Indonesia, Mesin Pertumbuhan Bisnis Angkutan Udara

Wajah Rusdi Kirana tampak cerah. Senyum tersungging di bibirnya, seiring langkahnya menuruni tangga pesawat sesaat setelah mendarat di Blagnac International Airport, Toulouse, Prancis, Senin (18/3) lalu.

Dari tangga pesawat, di kejauhan tampak pesawat Airbus A320 terparkir. Di badan pesawat tulisan “Lion, Thank You” tampak mencolok tertulis dengan warna oranye. Di bawah pesawat, tak kurang 200 orang berkaus biru bertuliskan “Airbus A320 Team” berjajar rapi sembari bertepuk tangan.

Mereka adalah karyawan Airbus yang menyambut kedatangan Rusdi bersama jajaran petinggi Airbus. Rusdi pun menghampiri pasukan biru tersebut dan menyalaminya.

Itulah sambutan yang diberikan Airbus, produsen pesawat terkemuka di Eropa, terhadap CEO Lion Air Rusdi Kirana beserta rombongan, di markas Airbus, Toulouse. Sebelumnya, pada pagi harinya, Rusdi dan CEO Airbus Fabrice Bregier meneken kontrak pemesanan 234 pesawat Airbus oleh Lion Air.

Penandatanganan tersebut disaksikan langsung Presiden Prancis Francois Hollande, di Istana Presiden Elysee, Paris.

Kontrak pemesanan senilai US$ 24 miliar atau sekitar Rp 288 triliun tersebut terdiri dari 109 unit pesawat A320Neo, 65 unit A321Neo, dan 60 unit A320Ceo. Aksi korporat yang dilakukan Lion Air tersebut, bagi Airbus, merupakan kontrak tunggal terbesar yang pernah diperoleh.

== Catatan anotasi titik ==

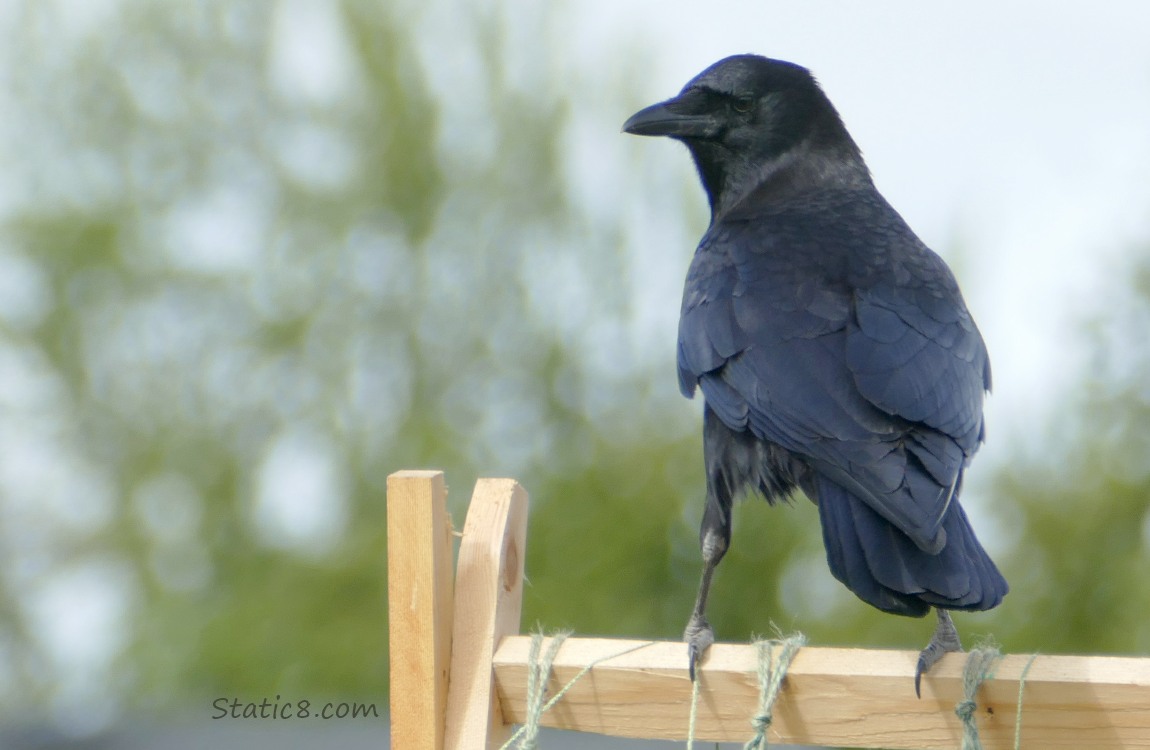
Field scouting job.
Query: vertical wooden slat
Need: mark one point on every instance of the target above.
(489, 599)
(420, 596)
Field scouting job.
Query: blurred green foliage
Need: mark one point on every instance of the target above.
(232, 260)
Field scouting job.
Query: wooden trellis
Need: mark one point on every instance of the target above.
(459, 664)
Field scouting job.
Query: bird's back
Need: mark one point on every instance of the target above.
(818, 322)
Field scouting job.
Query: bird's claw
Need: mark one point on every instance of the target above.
(944, 641)
(699, 636)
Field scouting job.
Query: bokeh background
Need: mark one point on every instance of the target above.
(257, 255)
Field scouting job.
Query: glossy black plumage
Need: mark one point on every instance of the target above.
(833, 349)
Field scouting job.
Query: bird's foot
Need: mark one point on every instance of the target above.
(944, 641)
(699, 636)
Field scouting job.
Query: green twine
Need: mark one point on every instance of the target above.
(1018, 714)
(771, 680)
(978, 670)
(980, 666)
(538, 670)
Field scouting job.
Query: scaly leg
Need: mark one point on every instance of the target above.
(943, 641)
(698, 634)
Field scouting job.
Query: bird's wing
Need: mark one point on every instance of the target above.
(887, 408)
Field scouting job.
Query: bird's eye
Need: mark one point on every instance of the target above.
(742, 105)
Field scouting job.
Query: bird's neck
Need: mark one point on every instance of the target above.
(806, 166)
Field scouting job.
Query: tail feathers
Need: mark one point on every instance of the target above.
(883, 567)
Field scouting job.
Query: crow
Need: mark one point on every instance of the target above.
(833, 347)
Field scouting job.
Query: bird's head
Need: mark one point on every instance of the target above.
(748, 120)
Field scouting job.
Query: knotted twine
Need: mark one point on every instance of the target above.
(980, 666)
(538, 670)
(771, 680)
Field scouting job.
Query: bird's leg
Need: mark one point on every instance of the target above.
(698, 634)
(943, 641)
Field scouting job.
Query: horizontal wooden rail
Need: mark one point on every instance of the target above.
(852, 697)
(459, 670)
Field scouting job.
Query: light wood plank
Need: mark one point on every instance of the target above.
(489, 598)
(838, 697)
(419, 607)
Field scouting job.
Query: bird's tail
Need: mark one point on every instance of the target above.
(884, 568)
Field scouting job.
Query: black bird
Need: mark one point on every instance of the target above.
(833, 349)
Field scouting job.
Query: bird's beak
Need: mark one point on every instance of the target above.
(679, 117)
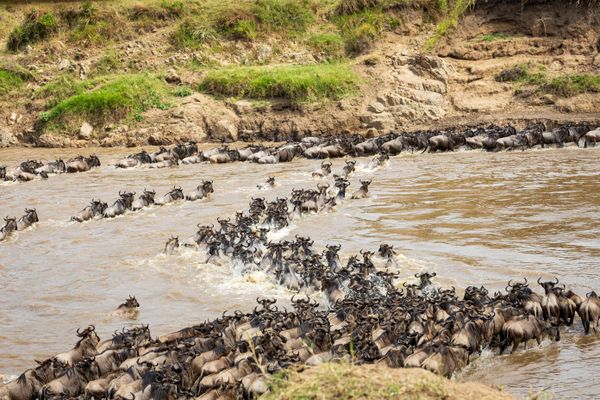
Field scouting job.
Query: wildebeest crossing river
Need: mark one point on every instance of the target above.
(474, 218)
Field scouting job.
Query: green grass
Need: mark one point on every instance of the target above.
(360, 30)
(492, 37)
(12, 76)
(331, 45)
(36, 26)
(449, 21)
(298, 83)
(571, 85)
(9, 81)
(124, 96)
(563, 85)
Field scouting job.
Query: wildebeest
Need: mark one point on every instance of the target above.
(28, 219)
(29, 383)
(590, 312)
(73, 382)
(526, 327)
(82, 164)
(591, 138)
(120, 206)
(323, 171)
(10, 226)
(172, 245)
(202, 191)
(270, 183)
(145, 200)
(363, 191)
(173, 195)
(95, 209)
(85, 347)
(55, 167)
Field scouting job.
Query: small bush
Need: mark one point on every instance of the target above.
(36, 26)
(289, 16)
(571, 85)
(346, 7)
(193, 32)
(298, 83)
(523, 74)
(183, 91)
(237, 24)
(492, 37)
(329, 44)
(120, 97)
(360, 30)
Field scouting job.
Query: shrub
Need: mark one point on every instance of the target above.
(193, 32)
(120, 97)
(290, 16)
(237, 24)
(298, 83)
(360, 30)
(571, 85)
(36, 26)
(329, 44)
(346, 7)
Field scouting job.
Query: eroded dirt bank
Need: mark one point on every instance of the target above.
(403, 86)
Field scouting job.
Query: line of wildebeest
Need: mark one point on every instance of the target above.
(492, 138)
(28, 170)
(370, 315)
(127, 202)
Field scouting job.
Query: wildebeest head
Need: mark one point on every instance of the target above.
(130, 302)
(549, 285)
(127, 198)
(93, 161)
(425, 278)
(207, 187)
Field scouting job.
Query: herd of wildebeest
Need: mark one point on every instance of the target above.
(359, 310)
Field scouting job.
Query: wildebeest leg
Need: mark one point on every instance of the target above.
(516, 344)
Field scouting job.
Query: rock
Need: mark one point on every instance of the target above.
(85, 132)
(6, 138)
(13, 118)
(264, 52)
(242, 107)
(64, 64)
(224, 130)
(172, 77)
(376, 107)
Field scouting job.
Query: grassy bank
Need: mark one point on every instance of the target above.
(297, 83)
(114, 98)
(534, 78)
(346, 381)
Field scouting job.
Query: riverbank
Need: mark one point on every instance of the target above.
(168, 75)
(353, 382)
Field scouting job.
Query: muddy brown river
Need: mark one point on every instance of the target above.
(474, 218)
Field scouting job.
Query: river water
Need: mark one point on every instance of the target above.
(474, 218)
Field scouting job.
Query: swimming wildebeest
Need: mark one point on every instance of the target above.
(201, 191)
(145, 200)
(363, 191)
(95, 209)
(172, 244)
(10, 226)
(173, 195)
(29, 383)
(82, 164)
(120, 206)
(28, 219)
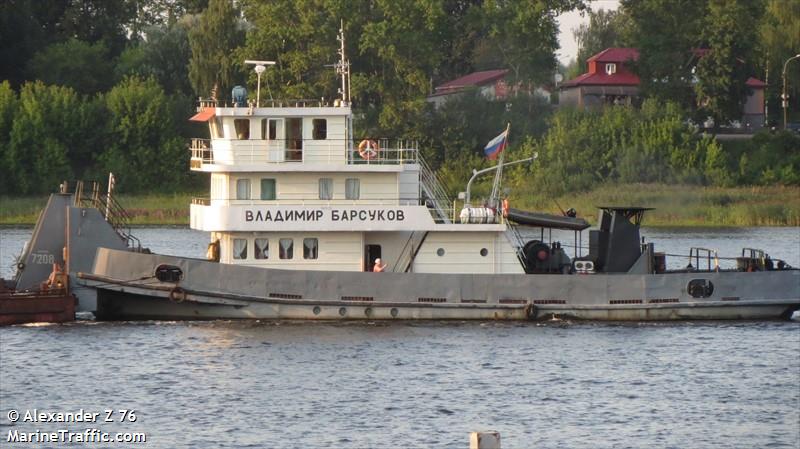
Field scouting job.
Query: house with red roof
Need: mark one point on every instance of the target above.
(610, 81)
(490, 83)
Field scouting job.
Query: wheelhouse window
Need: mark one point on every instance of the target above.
(242, 126)
(268, 189)
(262, 249)
(325, 188)
(216, 128)
(240, 249)
(352, 188)
(286, 248)
(319, 129)
(310, 248)
(294, 139)
(242, 189)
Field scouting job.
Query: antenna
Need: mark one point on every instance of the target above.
(260, 67)
(343, 68)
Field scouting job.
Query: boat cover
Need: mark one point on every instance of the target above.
(546, 220)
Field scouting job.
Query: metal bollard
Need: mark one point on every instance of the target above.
(489, 439)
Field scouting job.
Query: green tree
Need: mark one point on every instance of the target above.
(666, 32)
(77, 64)
(46, 126)
(20, 36)
(8, 109)
(93, 21)
(605, 29)
(522, 35)
(779, 39)
(730, 33)
(212, 43)
(164, 54)
(144, 150)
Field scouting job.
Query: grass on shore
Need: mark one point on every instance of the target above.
(684, 205)
(676, 205)
(155, 209)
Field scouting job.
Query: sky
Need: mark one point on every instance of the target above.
(572, 20)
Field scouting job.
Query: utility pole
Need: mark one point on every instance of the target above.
(784, 95)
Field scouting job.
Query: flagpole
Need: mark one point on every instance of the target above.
(495, 197)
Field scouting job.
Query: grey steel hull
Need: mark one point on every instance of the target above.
(218, 291)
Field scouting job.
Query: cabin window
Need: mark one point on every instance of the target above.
(294, 139)
(242, 189)
(240, 248)
(286, 248)
(352, 188)
(325, 188)
(268, 189)
(262, 248)
(310, 248)
(242, 126)
(319, 129)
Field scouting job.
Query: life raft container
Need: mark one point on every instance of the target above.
(368, 149)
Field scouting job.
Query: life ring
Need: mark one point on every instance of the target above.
(368, 149)
(177, 294)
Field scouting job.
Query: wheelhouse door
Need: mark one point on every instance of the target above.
(274, 134)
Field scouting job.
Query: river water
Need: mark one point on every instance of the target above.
(414, 385)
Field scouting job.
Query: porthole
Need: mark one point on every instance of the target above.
(700, 288)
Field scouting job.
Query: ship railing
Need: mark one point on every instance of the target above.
(279, 151)
(113, 212)
(436, 197)
(303, 202)
(400, 151)
(269, 103)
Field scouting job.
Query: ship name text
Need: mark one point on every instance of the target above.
(363, 215)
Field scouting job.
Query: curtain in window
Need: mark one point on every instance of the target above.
(243, 189)
(310, 248)
(262, 248)
(242, 128)
(286, 248)
(267, 189)
(352, 189)
(326, 189)
(240, 248)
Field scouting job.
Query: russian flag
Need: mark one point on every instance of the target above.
(496, 146)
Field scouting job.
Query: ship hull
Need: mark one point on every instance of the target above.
(219, 291)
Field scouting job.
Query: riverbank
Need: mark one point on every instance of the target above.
(683, 205)
(675, 205)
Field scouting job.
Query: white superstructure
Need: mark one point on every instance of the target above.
(290, 189)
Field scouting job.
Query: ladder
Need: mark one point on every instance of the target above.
(433, 192)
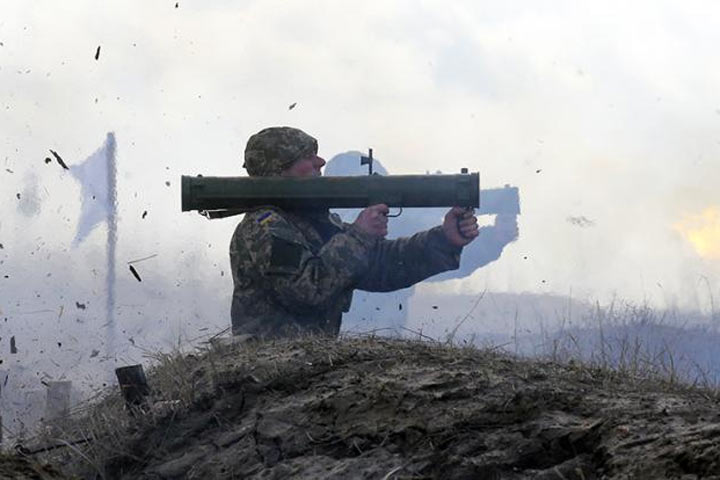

== Tujuan Latihan ==
Kutiplah bagian artikel tentang pemesanan pesawat Airbus oleh Lion Air antara "Mereka adalah karyawan" dan "Presiden Elysee, Paris.", termasuk kedua bagian tersebut. Catatan di atas diambil dari sumber yang berbeda.

== Hasil yang Benar ==
Mereka adalah karyawan Airbus yang menyambut kedatangan Rusdi bersama jajaran petinggi Airbus. Rusdi pun menghampiri pasukan biru tersebut dan menyalaminya.

Itulah sambutan yang diberikan Airbus, produsen pesawat terkemuka di Eropa, terhadap CEO Lion Air Rusdi Kirana beserta rombongan, di markas Airbus, Toulouse. Sebelumnya, pada pagi harinya, Rusdi dan CEO Airbus Fabrice Bregier meneken kontrak pemesanan 234 pesawat Airbus oleh Lion Air.

Penandatanganan tersebut disaksikan langsung Presiden Prancis Francois Hollande, di Istana Presiden Elysee, Paris.